(Records from a collection)
--*--

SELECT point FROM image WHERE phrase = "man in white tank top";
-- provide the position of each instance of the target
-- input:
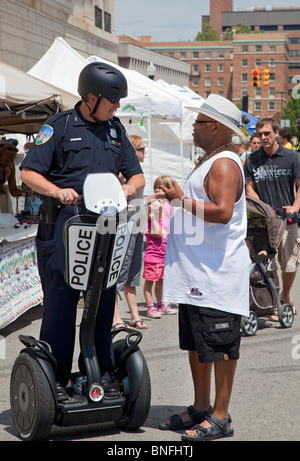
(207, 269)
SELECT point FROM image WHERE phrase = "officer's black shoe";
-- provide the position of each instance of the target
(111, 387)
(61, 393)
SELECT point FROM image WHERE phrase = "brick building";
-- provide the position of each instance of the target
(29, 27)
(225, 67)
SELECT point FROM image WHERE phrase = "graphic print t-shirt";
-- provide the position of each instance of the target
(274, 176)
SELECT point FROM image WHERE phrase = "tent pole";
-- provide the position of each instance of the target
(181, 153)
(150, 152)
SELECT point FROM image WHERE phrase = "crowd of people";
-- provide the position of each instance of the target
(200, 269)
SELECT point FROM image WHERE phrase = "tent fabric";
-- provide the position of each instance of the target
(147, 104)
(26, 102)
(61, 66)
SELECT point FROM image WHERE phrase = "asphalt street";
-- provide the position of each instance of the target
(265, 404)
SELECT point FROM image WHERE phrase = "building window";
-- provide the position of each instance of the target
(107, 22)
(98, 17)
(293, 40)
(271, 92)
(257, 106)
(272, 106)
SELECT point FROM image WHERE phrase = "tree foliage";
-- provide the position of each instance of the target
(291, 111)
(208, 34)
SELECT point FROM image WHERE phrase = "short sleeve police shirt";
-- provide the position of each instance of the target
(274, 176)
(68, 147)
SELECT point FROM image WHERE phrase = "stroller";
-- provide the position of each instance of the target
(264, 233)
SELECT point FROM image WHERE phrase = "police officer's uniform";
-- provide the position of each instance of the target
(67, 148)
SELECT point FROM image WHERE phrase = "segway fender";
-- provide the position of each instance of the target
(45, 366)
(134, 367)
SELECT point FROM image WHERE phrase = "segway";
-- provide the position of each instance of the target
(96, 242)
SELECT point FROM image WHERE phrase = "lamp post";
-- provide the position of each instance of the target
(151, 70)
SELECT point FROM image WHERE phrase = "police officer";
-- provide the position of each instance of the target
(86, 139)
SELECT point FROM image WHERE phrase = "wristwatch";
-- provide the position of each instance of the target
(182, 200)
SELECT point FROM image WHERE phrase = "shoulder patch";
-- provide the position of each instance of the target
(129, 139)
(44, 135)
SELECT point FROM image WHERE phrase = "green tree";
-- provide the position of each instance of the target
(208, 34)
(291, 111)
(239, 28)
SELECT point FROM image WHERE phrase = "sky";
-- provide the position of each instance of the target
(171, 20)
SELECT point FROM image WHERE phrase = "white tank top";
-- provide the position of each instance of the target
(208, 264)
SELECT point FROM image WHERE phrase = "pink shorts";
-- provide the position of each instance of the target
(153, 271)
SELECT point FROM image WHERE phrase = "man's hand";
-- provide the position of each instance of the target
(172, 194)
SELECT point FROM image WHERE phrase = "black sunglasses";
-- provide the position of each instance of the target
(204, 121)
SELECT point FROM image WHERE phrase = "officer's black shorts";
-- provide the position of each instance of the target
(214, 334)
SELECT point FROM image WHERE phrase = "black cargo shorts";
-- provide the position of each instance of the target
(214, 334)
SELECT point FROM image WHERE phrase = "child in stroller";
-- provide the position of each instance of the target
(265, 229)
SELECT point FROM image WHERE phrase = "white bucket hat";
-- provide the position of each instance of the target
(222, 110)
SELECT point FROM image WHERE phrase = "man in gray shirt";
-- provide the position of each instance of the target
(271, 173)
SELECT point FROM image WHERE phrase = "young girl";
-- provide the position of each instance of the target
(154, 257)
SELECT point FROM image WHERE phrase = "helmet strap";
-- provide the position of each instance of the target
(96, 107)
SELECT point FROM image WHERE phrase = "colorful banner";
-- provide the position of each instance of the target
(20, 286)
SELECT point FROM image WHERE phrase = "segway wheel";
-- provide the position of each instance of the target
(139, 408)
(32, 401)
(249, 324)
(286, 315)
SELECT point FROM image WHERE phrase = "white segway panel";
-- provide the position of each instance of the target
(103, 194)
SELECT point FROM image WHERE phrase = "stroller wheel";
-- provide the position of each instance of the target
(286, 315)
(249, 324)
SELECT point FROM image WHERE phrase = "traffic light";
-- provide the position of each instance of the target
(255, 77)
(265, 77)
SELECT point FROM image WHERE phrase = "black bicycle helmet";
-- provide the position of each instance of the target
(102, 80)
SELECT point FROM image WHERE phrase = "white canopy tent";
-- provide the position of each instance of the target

--*--

WORK TO COMPLETE: Without the pictures, output the full listing exactly as it stands.

FULL RESPONSE:
SELECT point FROM image WHERE phrase = "man in white tank top";
-- provide the position of each instance of the target
-- input:
(207, 269)
SELECT point FROM image WHERE phrase = "officer's black shoe";
-- provide the position of each instance of the target
(111, 387)
(61, 393)
SELECT point FROM image WHERE phrase = "brick building";
-- provide the position of each instance of the target
(29, 27)
(225, 67)
SELECT point FROM image WHERE phrase = "graphic print t-shirt";
-- provide the position of each instance of the target
(274, 176)
SELECT point FROM image WHERE phrase = "tent pole";
-- provide the position of each instance of the target
(181, 153)
(150, 152)
SELECT point FROM image WHERE phrase = "crowd of people";
-- provide the position of each instance of the target
(200, 269)
SELECT point FROM image WHERE phrase = "tent fabric";
-- provide the position of each instance of the target
(147, 104)
(26, 102)
(61, 66)
SELECT point FROM image WHERE phrase = "asphalt street";
-- provide the position of each instance of the target
(265, 404)
SELECT point FROM image WHERE phrase = "building window";
-- provide the position of each instance of the target
(107, 22)
(98, 17)
(293, 40)
(271, 92)
(257, 106)
(272, 106)
SELECT point FROM image WHERE phrase = "tree foliage";
-- provide the position of each instance of the target
(291, 111)
(208, 34)
SELECT point FROM image WHERE phrase = "short sleeve police shirt";
-- provide the position of each instance of the target
(274, 176)
(68, 147)
SELECT point FROM image WHERE phrase = "stroller";
-- provide the position of each instance of the target
(264, 233)
SELECT point FROM image WHERE phrase = "police officer's uniform";
-- provide the position of each instance of the target
(67, 148)
SELECT point FROM image WHERE phrase = "segway fender";
-- provide the position of each instance of the target
(45, 366)
(134, 367)
SELECT point FROM image WHERE phrase = "segway";
-- provide the position of each instance of the target
(96, 242)
SELECT point FROM image WHERE phrase = "lamp post";
-- provide the position of each instance of the target
(151, 70)
SELECT point FROM image WHERE phrase = "police officer";
-- provide the position of each instance of the target
(86, 139)
SELECT point FROM image WHERE phrase = "wristwatch";
-- provide the position of each instance of the target
(182, 200)
SELECT point FROM image WHERE phrase = "shoulder patch";
-- provide the position of each instance of the target
(129, 139)
(44, 135)
SELECT point FROM image WHERE phrase = "green tree";
-- provide the position of each instance of the target
(208, 34)
(291, 111)
(239, 28)
SELECT point FROM image WHERE phrase = "sky";
-- provide the position of each instance of the target
(171, 20)
SELECT point FROM image WHERE phrase = "white tank top";
-- provide the position of each instance of the target
(208, 264)
SELECT point FROM image WHERE phrase = "pink shorts";
-- provide the position of each instance of the target
(153, 271)
SELECT point FROM image WHERE phrase = "man's hand";
-- provide the position of each instance of the target
(172, 194)
SELECT point FROM image WHERE phrase = "black sunglasses";
-- provide the position of each instance of the target
(204, 121)
SELECT point FROM image WHERE phrase = "officer's black shorts";
-- provide the position of each instance of the target
(214, 334)
SELECT point FROM image WHERE phrase = "black cargo shorts";
-- provide the position of each instance of the target
(214, 334)
SELECT point FROM image WHERE phrase = "child in stroller";
-- provide the position of each instance of the target
(265, 229)
SELECT point FROM image WHERE phrase = "white bucket hat";
-- provide the position of each instance of the target
(222, 110)
SELECT point FROM image WHERE phrase = "man in gray shirt";
-- provide the position of each instance of the target
(271, 173)
SELECT point FROM image WHERE phrase = "young girl";
-- provide the position of each instance of the target
(154, 257)
SELECT point FROM image WHERE phrase = "helmet strap";
-- provide the position of each instance of the target
(96, 107)
SELECT point FROM image WHERE phrase = "colorful banner";
-- provide the position of each instance of the target
(20, 286)
SELECT point FROM image WHERE phrase = "segway wheel";
-- provide the position of each instance of the target
(139, 408)
(32, 401)
(249, 324)
(286, 315)
SELECT point FROM image WHERE phrase = "white segway panel";
-- provide the position of each instance of the target
(103, 194)
SELECT point FROM image WHERE phrase = "stroller wheel";
-- provide the position of each instance of the target
(286, 315)
(249, 324)
SELECT point FROM image WHERE phrase = "traffic light";
-- provide the position of each instance of the target
(255, 77)
(265, 77)
SELECT point FROM image WHERE phrase = "black bicycle helmet";
-- provide the position of each instance of the target
(102, 80)
SELECT point FROM image WHERE phrase = "white canopy tent";
-- provide the position of each instance of the target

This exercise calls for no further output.